GIVEN TEXT —
[Top][All Lists]
[Date Prev][Date Next][Thread Prev][Thread Next][Date Index][Thread Index]
Re: [Bug-wget] Regular expression matching
From: |
Ángel González |
Subject: |
Re: [Bug-wget] Regular expression matching |
Date: |
Wed, 04 Apr 2012 21:02:38 +0200 |
User-agent: |
Thunderbird |
On 04/04/12 20:16, Gijs van Tulder wrote:
> 1. You can match complete urls, instead of just the directory prefix
> or the file name suffix (which you can do with --accept and
> --include-directories).
> 2. You can use regular expressions to do the matching, which is
> sometimes easier to than using a list of wildcard patterns.
>
> Now this isn't a new idea (there are long discussions in the archive,
> see [1]). But somehow the previous attempts didn't make it, so I
> thought I'd send my own version. It's a small patch, I've been using
> it for a while and found it really useful.

A block of data —

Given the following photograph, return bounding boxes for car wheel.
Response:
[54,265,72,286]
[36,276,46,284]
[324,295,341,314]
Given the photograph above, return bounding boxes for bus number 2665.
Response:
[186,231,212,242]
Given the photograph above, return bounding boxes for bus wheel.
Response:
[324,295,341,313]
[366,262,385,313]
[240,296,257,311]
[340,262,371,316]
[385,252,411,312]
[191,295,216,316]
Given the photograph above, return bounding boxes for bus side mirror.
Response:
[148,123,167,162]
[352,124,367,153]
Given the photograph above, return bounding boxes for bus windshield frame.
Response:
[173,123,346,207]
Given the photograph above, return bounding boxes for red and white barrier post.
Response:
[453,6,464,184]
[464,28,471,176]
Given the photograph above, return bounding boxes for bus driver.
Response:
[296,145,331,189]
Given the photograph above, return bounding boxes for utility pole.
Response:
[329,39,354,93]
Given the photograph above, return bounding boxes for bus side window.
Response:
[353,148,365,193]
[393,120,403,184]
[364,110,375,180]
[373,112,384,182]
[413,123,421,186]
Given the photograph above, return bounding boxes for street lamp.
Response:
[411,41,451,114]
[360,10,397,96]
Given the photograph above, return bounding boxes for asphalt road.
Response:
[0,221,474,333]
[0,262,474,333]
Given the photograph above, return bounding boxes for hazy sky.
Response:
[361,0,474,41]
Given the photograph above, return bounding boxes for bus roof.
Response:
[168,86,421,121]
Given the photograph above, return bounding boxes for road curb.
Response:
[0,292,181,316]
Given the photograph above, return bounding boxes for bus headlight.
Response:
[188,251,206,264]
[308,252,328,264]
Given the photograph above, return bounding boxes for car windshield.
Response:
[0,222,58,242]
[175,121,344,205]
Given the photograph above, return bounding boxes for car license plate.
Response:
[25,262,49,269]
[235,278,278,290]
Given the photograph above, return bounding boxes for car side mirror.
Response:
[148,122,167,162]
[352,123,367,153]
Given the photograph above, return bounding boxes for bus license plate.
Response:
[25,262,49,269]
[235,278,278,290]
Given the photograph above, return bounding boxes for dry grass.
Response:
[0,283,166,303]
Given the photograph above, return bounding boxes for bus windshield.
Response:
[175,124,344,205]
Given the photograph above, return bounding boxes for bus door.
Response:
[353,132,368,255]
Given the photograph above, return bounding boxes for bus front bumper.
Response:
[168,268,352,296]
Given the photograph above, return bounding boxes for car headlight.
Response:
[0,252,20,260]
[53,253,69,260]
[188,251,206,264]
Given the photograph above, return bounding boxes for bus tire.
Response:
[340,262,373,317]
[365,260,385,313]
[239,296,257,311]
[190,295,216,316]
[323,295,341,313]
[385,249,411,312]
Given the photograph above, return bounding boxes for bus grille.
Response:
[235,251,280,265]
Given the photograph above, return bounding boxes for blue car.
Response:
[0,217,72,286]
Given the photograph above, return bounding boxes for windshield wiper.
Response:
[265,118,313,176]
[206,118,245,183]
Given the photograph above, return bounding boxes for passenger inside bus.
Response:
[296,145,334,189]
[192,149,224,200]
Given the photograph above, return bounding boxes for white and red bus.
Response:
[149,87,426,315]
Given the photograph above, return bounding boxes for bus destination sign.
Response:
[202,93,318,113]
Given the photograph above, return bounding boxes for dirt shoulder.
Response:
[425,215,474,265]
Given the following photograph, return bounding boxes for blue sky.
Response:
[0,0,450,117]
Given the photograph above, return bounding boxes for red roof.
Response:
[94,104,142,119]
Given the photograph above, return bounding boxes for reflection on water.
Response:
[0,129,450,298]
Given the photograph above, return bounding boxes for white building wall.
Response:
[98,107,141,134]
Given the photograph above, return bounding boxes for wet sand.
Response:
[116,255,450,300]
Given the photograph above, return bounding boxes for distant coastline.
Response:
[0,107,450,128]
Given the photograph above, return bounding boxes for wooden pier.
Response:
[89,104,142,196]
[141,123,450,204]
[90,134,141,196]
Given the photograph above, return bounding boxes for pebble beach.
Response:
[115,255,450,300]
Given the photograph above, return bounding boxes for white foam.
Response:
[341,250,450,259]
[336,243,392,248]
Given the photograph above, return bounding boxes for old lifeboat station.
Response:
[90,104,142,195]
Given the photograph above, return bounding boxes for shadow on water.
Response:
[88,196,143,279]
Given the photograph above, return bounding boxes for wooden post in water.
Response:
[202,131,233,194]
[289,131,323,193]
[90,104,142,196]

TASK LIST —
**A.** Using the wget mailing list post, decide whether each statement agrees with it: (i) The message is dated Wednesday, April 4, 2012. (ii) Gijs van Tulder presents regular expression matching as a new idea. (iii) Gijs van Tulder describes the patch as small. Answer yes or no for each, and quote the exact words from the post that decide it.
**B.** Continue the wget mailing list post, starting after its last sentence.
The rows are material of their own, apart from the wget mailing list post.

RESULTS OF THE TASKS —
**A.**
(i) Yes: "Wed, 04 Apr 2012 21:02:38 +0200"
(ii) No: "Now this isn't a new idea"
(iii) Yes: "It's a small patch"

**B.**
>
> I've made two versions of the patch: one uses PCRE, the other uses the
> gnulib regex library, which is probably easier to integrate.
>
> Regards,
>
> Gijs
I really like PCRE, but I think the default should be POSIX regex (those
you called "gnulib regex library"), just as every other command lines
tool, such as sed or grep. There could be a --perl-regexp switch to
change it (which could take advantage of the posix interface of pcre).
How are the interactions between --{accept,reject}regex and
--{accept,reject}?